◆ **Task brief**: Copy out, word for word, the stretch of the material from the line containing "of the dirt" through the end of the material, including both ends.

START Provided data

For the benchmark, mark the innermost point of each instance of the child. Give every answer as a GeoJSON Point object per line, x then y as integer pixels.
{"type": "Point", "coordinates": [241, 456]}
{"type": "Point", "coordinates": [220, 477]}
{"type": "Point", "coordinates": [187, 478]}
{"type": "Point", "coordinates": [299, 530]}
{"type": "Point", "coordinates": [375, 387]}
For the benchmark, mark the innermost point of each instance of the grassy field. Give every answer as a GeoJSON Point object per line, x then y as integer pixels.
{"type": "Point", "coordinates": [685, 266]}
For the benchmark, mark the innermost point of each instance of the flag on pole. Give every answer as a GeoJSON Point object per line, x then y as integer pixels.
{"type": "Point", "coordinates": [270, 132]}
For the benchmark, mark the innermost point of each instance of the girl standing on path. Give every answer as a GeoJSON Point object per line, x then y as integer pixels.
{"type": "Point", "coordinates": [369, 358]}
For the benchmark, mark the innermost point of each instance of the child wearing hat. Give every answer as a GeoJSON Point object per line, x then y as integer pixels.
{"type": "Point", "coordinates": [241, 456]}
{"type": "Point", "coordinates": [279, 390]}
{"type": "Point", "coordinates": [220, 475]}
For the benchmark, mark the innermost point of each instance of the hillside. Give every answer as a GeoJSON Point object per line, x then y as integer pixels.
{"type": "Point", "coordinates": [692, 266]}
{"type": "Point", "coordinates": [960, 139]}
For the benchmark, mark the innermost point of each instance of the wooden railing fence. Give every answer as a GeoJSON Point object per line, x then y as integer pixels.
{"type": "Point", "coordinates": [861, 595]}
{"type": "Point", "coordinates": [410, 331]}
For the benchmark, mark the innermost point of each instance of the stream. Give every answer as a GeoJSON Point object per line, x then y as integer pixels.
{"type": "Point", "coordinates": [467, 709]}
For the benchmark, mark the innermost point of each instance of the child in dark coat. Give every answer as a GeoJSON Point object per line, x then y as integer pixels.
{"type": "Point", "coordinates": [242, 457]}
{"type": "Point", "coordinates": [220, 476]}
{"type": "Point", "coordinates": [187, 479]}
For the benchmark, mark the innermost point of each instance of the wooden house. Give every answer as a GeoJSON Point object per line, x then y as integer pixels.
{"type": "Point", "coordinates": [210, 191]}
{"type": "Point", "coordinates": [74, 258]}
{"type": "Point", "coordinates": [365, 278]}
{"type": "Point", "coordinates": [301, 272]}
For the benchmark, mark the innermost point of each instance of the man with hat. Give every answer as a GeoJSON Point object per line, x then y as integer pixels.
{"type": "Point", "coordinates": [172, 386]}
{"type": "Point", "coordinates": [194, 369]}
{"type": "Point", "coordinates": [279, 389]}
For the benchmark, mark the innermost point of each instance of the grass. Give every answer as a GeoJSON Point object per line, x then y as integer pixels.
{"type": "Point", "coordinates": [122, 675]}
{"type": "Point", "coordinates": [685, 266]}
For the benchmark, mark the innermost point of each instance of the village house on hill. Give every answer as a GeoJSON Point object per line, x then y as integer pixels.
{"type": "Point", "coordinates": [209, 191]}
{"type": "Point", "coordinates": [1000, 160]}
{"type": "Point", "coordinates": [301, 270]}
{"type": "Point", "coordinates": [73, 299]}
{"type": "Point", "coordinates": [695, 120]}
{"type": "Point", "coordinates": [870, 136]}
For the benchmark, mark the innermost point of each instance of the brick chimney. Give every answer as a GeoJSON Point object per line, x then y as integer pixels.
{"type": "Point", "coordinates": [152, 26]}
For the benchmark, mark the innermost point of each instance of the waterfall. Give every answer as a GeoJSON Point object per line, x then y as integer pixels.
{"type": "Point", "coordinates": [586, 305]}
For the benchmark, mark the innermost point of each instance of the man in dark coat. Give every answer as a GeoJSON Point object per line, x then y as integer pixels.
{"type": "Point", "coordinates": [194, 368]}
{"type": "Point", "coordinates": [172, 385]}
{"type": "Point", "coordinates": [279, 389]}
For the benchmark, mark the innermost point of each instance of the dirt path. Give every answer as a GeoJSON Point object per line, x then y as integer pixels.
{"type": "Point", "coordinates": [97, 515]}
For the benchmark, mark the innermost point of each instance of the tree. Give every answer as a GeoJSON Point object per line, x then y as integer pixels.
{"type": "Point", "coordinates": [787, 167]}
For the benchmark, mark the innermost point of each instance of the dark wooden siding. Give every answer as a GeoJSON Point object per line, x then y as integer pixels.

END Provided data

◆ **Exercise solution**:
For the benchmark, mark the innermost point of each instance of the dirt path. Give every answer as a GeoJSON Point object per line, x then y as integer pixels.
{"type": "Point", "coordinates": [97, 515]}
For the benchmark, mark the innermost point of each instance of the tree. Give every answer as a GeoJSON Point object per line, x then y as integer pixels.
{"type": "Point", "coordinates": [787, 167]}
For the benchmark, mark the innermost point of each instance of the dark wooden siding. Give every answer as a GeoJSON Point object per line, x then y as integer pixels.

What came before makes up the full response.